Série d'exercices:
1) Répondez à ces questions sur le passage consacré au « bien vieillir ».
(a) Quelle figure contemporaine du « bien vieillir » le passage cite-t-il ?
(b) Depuis combien de temps ces discours sont-ils portés par les recommandations de l'OMS ?
(c) Avec quoi le bien vieillir s'inscrit-il par définition dans une dualité ?
2) Prolongez le passage sur le « bien vieillir » en reprenant après sa dernière phrase.

À quoi renvoie la notion de « bien vieillir » ?
Le terme de « bien vieillir » renvoie à un ensemble de discours qui visent, au départ avec plein de bonnes intentions, à comprendre comment améliorer le sort des personnes âgées. Le « vieillissement actif » en est l’une des figures contemporaines. On en a connu d’autres comme le « vieillissement sain », le « vieillissement réussi », le « vieillissement productif »… Ces discours sont notamment portés par des chercheurs-ses et, depuis plus de 30 ans, au travers des recommandations de l’OMS. La diffusion de cette idéologie infuse aujourd’hui un grand nombre de programmes et politiques publiques dans le sens d’un vieillissement qu’il faut essayer d’orienter vers l’activité, de rendre moins coûteux, moins dérangeant, moins lourd à porter pour les sociétés qui se voient vieillir à un rythme qu’elles n’avaient pas prévu. Le bien vieillir s’inscrit par définition dans une dualité avec un mal vieillir présumé mais peu souvent explicité. C’est l’un des discours qui organisent aujourd’hui de manière normative à peu près tous les territoires que peuvent recouvrir non seulement l’âge mais aussi le vieillissement plus largement compris (culture, santé, technologies…).

Extrait de données:
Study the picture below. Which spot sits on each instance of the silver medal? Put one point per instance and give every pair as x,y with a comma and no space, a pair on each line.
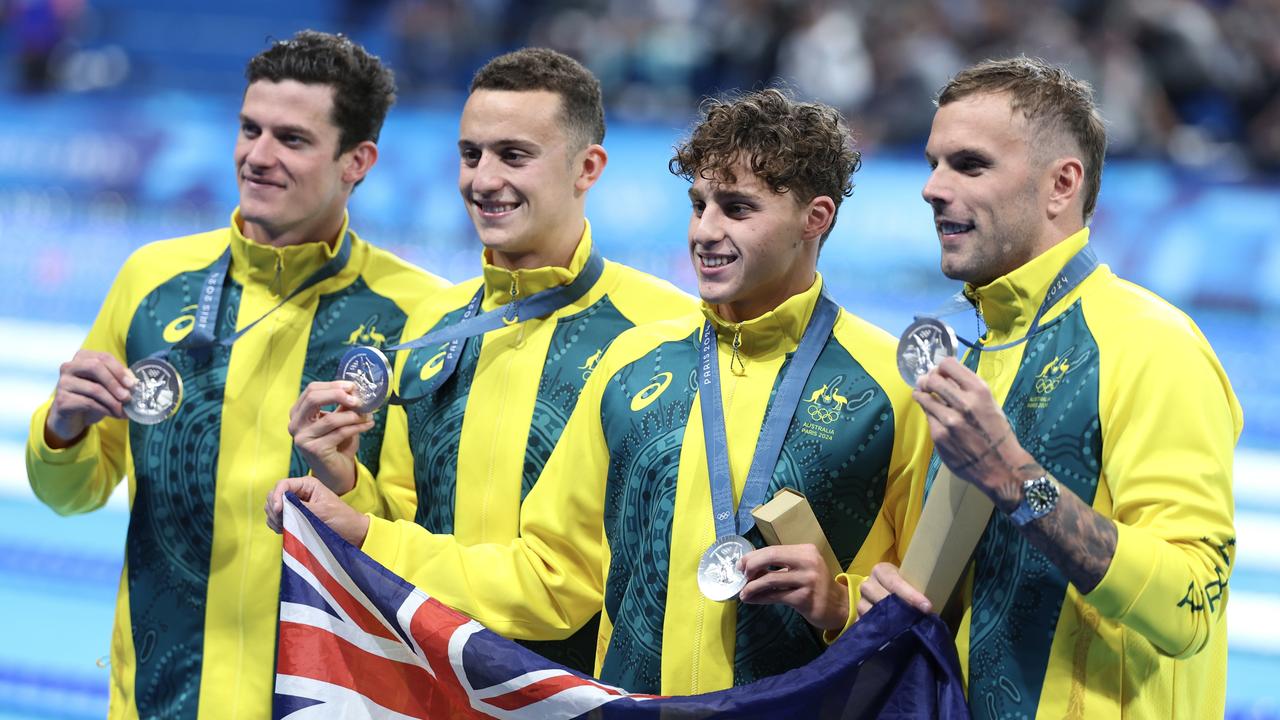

Réponses attendues:
1)
(a) Le « vieillissement actif ».
(b) Depuis plus de 30 ans.
(c) Avec un mal vieillir présumé mais peu souvent explicité.

2)
En quoi cette notion, qui semble à première vue sympathique puisque tout le monde a envie de « bien vieillir », est-elle problématique ?
En effet, difficile de proposer un regard plus critique sur cette notion ambivalente et d’être contre la vertu et les manières d’améliorer notre vieillissement ! L’analyse des programmes publics qui font du vieillissement actif le pivot de leur action fait ressortir des mots-clés tels que « participation », « santé, « sécurité », autant de concepts organisant l’ensemble des actions et l’ensemble des manières de concevoir la vieillesse et les politiques publiques qui vont résonner dans les manières de penser le logement social, d’organiser les services de loisirs dans les villes, etc. Or, ce sont des éléments qui renvoient à des dimensions qui peuvent poser problème. La sécurité par exemple, se décline avec le respect et la protection de personnes âgées qui sont toujours jugées vulnérables. On se base sur une image stéréotypée du vieillissement associée à une vulnérabilité individuelle de plus en plus importante.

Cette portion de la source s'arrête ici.